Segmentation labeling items
** BEGIN **
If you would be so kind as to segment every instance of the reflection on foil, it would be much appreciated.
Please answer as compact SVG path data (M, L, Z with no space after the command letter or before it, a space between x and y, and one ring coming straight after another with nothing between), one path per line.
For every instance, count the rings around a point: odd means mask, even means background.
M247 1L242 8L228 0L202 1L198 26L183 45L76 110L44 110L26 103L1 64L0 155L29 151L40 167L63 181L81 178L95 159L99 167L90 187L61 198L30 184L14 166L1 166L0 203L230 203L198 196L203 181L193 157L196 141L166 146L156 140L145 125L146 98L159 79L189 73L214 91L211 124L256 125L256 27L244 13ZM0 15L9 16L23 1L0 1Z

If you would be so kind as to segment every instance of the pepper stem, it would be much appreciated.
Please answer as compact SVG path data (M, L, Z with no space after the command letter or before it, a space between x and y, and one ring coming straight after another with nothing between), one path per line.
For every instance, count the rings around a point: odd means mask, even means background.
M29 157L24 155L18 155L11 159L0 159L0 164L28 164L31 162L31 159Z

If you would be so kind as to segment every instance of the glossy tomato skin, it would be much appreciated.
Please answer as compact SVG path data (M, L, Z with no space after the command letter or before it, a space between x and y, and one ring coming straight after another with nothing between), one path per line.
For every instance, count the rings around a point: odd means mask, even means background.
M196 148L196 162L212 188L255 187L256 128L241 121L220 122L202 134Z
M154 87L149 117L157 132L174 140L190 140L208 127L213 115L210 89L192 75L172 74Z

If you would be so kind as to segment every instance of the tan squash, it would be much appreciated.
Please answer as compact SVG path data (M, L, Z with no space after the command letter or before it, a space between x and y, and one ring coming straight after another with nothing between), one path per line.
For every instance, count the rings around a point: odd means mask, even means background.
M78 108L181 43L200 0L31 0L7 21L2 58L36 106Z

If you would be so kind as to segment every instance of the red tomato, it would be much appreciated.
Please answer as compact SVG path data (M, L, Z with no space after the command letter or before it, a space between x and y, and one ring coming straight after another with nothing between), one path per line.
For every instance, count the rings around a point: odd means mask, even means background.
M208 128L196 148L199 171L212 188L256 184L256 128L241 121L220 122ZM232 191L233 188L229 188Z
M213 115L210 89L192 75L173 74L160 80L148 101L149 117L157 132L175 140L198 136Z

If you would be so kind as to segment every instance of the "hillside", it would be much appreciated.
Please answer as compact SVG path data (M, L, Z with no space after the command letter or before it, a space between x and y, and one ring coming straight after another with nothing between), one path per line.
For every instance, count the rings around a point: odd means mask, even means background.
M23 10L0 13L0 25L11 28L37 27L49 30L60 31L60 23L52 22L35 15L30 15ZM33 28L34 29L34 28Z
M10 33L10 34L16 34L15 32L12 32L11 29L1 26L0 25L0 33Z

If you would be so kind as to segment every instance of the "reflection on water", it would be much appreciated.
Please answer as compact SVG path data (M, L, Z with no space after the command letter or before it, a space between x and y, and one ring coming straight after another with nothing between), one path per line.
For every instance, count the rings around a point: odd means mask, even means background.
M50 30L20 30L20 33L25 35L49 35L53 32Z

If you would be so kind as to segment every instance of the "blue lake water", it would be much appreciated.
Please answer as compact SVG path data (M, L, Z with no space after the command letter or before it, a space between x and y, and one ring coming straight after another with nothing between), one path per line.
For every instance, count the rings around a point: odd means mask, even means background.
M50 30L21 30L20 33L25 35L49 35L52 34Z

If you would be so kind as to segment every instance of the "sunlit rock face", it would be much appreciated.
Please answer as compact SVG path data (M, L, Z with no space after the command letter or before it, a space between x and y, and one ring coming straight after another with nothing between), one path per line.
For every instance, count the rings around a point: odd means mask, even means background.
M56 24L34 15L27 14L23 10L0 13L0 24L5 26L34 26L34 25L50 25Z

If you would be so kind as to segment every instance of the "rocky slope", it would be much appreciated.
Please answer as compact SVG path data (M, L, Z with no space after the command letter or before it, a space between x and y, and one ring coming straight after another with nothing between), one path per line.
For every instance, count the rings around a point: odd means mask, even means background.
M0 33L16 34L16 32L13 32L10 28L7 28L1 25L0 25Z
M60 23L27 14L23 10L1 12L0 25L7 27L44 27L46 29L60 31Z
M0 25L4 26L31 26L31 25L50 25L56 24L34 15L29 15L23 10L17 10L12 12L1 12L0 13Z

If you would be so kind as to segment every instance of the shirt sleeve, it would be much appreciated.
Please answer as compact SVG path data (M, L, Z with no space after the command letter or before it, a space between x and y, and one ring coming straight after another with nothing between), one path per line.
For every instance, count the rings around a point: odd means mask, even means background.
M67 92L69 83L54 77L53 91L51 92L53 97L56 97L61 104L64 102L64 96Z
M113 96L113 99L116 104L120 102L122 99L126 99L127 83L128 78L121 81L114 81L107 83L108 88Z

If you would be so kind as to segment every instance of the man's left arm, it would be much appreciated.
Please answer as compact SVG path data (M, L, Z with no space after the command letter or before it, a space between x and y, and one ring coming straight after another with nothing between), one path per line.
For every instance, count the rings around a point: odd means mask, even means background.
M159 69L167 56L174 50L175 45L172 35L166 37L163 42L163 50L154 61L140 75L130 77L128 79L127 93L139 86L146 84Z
** END **
* _Required work_
Swap "shirt sleeve" for "jacket sleeve" in the stretch from the line containing "sleeve, it would be much appreciated." through the line containing "M113 96L113 99L116", leaving everything else as it is. Return only those lines.

* _In response_
If you would be so kind as to segment every instance of the jacket sleeve, it would be much appreciated.
Please answer as compact SVG path data (M, L, Z with no space after the command letter or before it, a space between x and y, and one ring coming straight after another with nothing between), one path per line.
For every instance, count the rings around a point: odd means mask, even means background.
M67 92L69 83L54 77L53 91L51 92L53 97L56 97L61 104L64 102L64 96Z
M113 96L113 99L116 104L120 102L122 99L126 99L127 83L128 78L121 81L114 81L107 83L108 88Z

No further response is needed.